··· EXCERPT PROVIDED ···

Para just went on another binge and Banned B27 and BrainOnSigs. They were long timers and well liked by all... except Para that is... Para doesnt like anyone more flashy, more popular, more wealthy, more educated, more skilled, etc. He banned the guy that started 2aforum because he liked to tell of the famous people he meets in his work, so Para smarted of to him and called him a bragart. There was a reply and that was enough reason for Para to ban him. BrainOnSigs is an excellent photographer and enjoyed sharing his wildlife pics... Para likes to bait people into getting banned. It's a game to him to try to stay the most popular poster there. Not a very nice way to behave. But it's his site.

Sometimes you will not be allowed there if your IP address shows up as the same as a banned user had. This can happen if you use the same ISP as the other fellow, I believe.


----------



## falshman70 (Jul 13, 2006)

"Sometimes you will not be allowed there if your IP address shows up as the same as a banned user had. This can happen if you use the same ISP as the other fellow, I believe."

That's interesting, Tex. In June I suddenly stopped being able to log on from my vacation place in SC, but I'm fine from my home web address. In SC I get a message the says IP addesss xxxxx.xxxx is banned. Weird. But I think your explanation must be the correct one. I'm paying for someone else PO'ing Para.


----------



## Mike Barham (Mar 30, 2006)

Let's not let this drift into a thread that bashes another forum.

···

▶ [AIM]: Reproduce a passage of the forum thread above word for word, starting with "## falshman70 (Jul" and going on through "(Mar 30, 2006)".

··· PROVIDED DATA ···

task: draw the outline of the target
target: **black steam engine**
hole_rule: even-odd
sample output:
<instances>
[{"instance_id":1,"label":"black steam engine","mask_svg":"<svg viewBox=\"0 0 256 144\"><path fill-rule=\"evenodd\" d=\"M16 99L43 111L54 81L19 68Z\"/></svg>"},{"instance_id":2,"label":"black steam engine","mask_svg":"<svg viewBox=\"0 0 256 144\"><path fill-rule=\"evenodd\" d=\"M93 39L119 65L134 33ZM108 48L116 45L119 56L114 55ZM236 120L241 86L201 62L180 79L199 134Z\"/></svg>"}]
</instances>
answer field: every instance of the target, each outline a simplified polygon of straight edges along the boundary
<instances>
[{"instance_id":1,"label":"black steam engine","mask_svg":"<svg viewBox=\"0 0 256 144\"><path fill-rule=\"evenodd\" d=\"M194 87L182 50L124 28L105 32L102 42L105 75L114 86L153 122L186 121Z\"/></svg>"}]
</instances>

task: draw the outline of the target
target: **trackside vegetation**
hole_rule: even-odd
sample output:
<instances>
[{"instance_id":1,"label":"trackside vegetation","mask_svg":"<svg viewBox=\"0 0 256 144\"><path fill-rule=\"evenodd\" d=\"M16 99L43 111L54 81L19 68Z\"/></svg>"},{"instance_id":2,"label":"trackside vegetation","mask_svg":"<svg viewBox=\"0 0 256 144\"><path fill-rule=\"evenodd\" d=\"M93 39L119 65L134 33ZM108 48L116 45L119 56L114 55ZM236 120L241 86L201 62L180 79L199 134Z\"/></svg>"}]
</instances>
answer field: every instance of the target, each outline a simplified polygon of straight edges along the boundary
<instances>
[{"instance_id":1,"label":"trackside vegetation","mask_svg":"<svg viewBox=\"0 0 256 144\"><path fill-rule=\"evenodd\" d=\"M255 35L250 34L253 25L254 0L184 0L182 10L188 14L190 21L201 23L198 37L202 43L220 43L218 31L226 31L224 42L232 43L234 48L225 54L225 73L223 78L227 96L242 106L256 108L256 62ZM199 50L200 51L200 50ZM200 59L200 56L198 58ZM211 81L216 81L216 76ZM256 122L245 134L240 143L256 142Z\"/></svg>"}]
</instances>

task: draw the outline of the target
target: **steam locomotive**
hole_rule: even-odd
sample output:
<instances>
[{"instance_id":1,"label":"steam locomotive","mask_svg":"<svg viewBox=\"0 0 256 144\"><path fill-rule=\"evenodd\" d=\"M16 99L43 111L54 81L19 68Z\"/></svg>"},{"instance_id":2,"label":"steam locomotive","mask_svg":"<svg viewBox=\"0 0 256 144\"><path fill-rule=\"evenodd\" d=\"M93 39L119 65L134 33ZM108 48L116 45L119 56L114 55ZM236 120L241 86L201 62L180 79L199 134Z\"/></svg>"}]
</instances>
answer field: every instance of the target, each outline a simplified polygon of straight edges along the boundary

···

▶ [RESULT]:
## falshman70 (Jul 13, 2006)

"Sometimes you will not be allowed there if your IP address shows up as the same as a banned user had. This can happen if you use the same ISP as the other fellow, I believe."

That's interesting, Tex. In June I suddenly stopped being able to log on from my vacation place in SC, but I'm fine from my home web address. In SC I get a message the says IP addesss xxxxx.xxxx is banned. Weird. But I think your explanation must be the correct one. I'm paying for someone else PO'ing Para.


----------



## Mike Barham (Mar 30, 2006)